DİŞ ETİ SAĞLIĞINI KORUMAK İÇİN TAVSİYELER
Diş eti sağlığını korurken nelere dikkat edilmesi gerektiğine dikkat çeken Dr. Öğr. Üyesi Altıkat, diş eti kanamasını önlemenin en etkili yollarını şöyle anlattı: “İlk aşama, düzenli ve doğru bir ağız hijyeni rutini oluşturmaktır. Günde en az iki kez yumuşak kıllı bir fırça ile uygun teknikle diş fırçalamak, her gün diş ipi veya arayüz fırçası kullanmak, plak birikimini önler ve diş eti sağlığını korur. Antibakteriyel gargaralar hekime danışılarak destekleyici tedavi olarak kullanılabilir. Sağlıklı ve dengeli beslenmek, özellikle C vitamini yönünden zengin gıdalara yer vermek, diş etlerinin yapısını güçlendirir. Sigara kullanımının bırakılması ve yılda en az iki kez diş hekimi kontrolü de önemli koruyucu adımlardır. Bu uygulamalarla diş eti kanamasının oluşumu büyük ölçüde önlenebilir.”

- - -

◆ Alıştırma 1: Verilen metinde diş eti kanamasını önlemek için önerilen uygulamaların hepsini madde madde yazın.
◆ Alıştırma 2: Verilen metne göre diş etlerinin yapısını güçlendiren şey nedir?

◆ Sağlanan veriler:
- - -

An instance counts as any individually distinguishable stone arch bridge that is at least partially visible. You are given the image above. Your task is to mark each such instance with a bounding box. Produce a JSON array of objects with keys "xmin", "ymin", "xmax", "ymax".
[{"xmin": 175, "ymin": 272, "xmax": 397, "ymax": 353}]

- - -

◆ Yanıt alanı 1:
- Günde en az iki kez yumuşak kıllı bir fırçayla uygun teknikle diş fırçalamak
- Her gün diş ipi veya arayüz fırçası kullanmak
- Hekime danışarak destekleyici tedavi olarak antibakteriyel gargara kullanmak
- Sağlıklı ve dengeli beslenmek, özellikle C vitamini yönünden zengin gıdalara yer vermek
- Sigara kullanımını bırakmak
- Yılda en az iki kez diş hekimi kontrolüne gitmek

◆ Yanıt alanı 2: Sağlıklı ve dengeli beslenmek, özellikle C vitamini yönünden zengin gıdalara yer vermek.